> _Directions_
An exact copy of the data is required. No picture may appear in it.
BEGIN
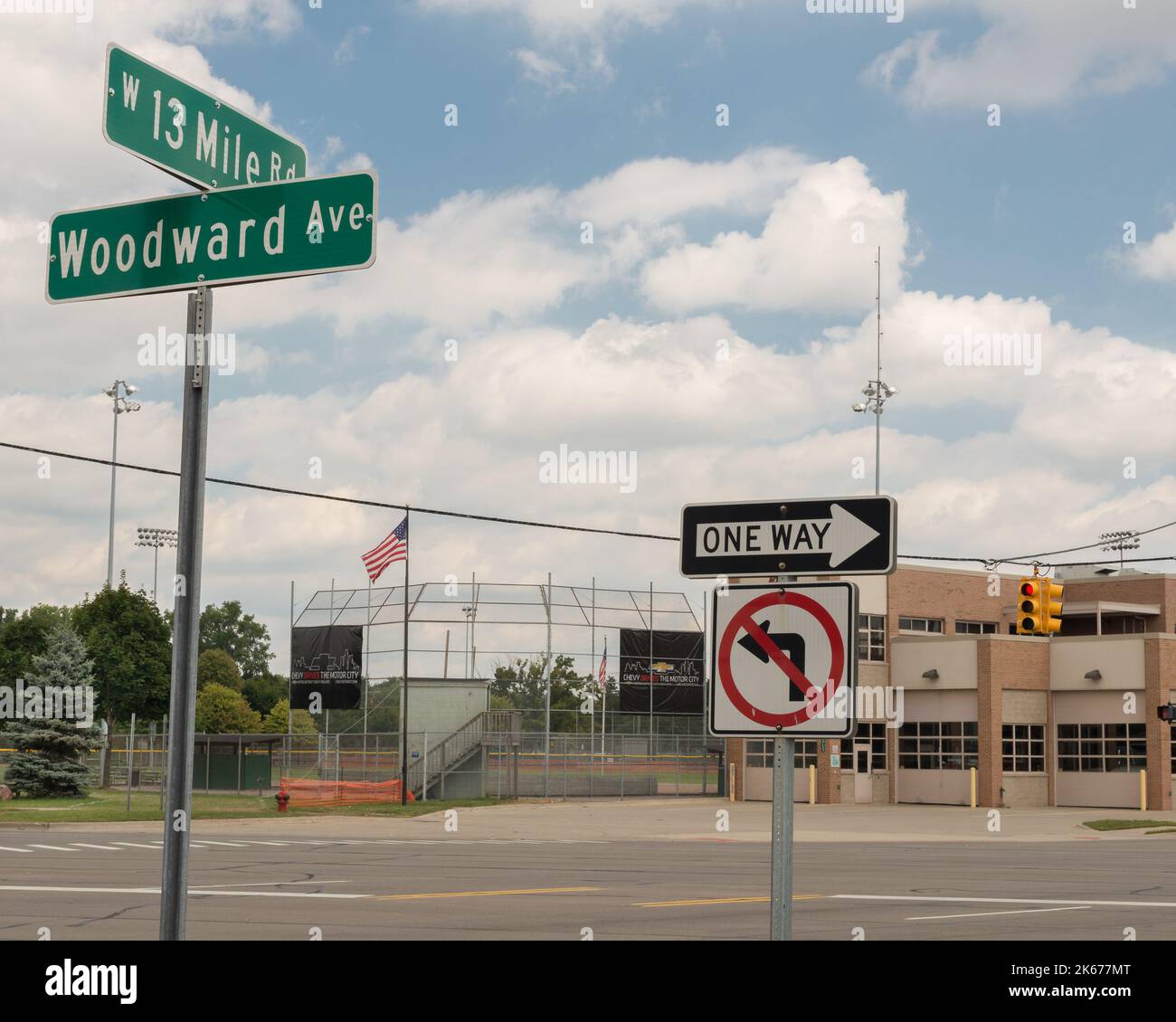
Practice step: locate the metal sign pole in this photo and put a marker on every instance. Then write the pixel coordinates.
(186, 627)
(782, 776)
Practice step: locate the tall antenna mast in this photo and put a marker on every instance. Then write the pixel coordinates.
(877, 392)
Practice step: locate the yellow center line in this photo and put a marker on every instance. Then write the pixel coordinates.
(717, 901)
(483, 893)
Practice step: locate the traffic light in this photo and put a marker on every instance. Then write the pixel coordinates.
(1050, 606)
(1038, 607)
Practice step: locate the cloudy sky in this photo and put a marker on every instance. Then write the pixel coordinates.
(739, 163)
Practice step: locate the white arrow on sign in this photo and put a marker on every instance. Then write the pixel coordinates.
(841, 535)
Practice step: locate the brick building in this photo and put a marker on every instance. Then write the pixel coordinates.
(1062, 721)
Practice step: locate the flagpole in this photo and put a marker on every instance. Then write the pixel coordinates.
(592, 666)
(367, 677)
(403, 686)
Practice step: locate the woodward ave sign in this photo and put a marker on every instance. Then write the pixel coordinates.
(232, 235)
(839, 535)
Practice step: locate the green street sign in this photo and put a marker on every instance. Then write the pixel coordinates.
(235, 235)
(187, 132)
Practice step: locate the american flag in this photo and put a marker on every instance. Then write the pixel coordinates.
(393, 548)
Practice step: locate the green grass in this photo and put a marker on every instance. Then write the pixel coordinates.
(110, 806)
(1125, 825)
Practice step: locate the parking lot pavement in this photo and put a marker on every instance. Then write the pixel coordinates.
(267, 880)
END
> _Finished exercise_
Practice step: locate the metal sign pole in this photo and put a marker on every instance. Then write the pixel coordinates.
(186, 627)
(782, 776)
Practice step: locate the tall antenna mast in this photo and put a marker on every instance. Then write the pixel coordinates.
(877, 392)
Practice step: locate the yellow center line in this photo and put a marker on every instance. Then write the pixel coordinates.
(717, 901)
(483, 893)
Practice step: locate the traffic light in this photo and put a marker on every instance. Then write the pixel coordinates.
(1050, 606)
(1038, 607)
Practice step: locate the cloudy sky in this photo and put a marker on every instance. Then write the pixel coordinates.
(739, 163)
Practice step: locate the white arrow on sign in this photo and put a marker on every instance. Then write the pixel coordinates.
(841, 535)
Practice step: locate the brick building in this photo and put a marker on every instance. Then write the pixel coordinates.
(1062, 721)
Practice step: locate the flagpole in this photo and put a marker on every instance. Then write the pixel coordinates.
(592, 666)
(367, 677)
(403, 686)
Practice step: locate the woodward ave sign in this photo and put a marker on every instance. Then write the pixel coordinates.
(232, 235)
(839, 535)
Practice step: locate the green street sign in this photo and put a marker on every instance. Then write the pixel coordinates.
(235, 235)
(187, 132)
Practice step: locate the american flag in this photo and put a marker on every instance. Then write the pixel coordinates.
(393, 548)
Practice step: locate the green grass in this photo and put a marker on every instance. Then write the pixel coordinates.
(110, 806)
(1125, 825)
Practice step: locate the parking lot pavement in this photo and put a marker on every instance. Then write the pixel coordinates.
(267, 880)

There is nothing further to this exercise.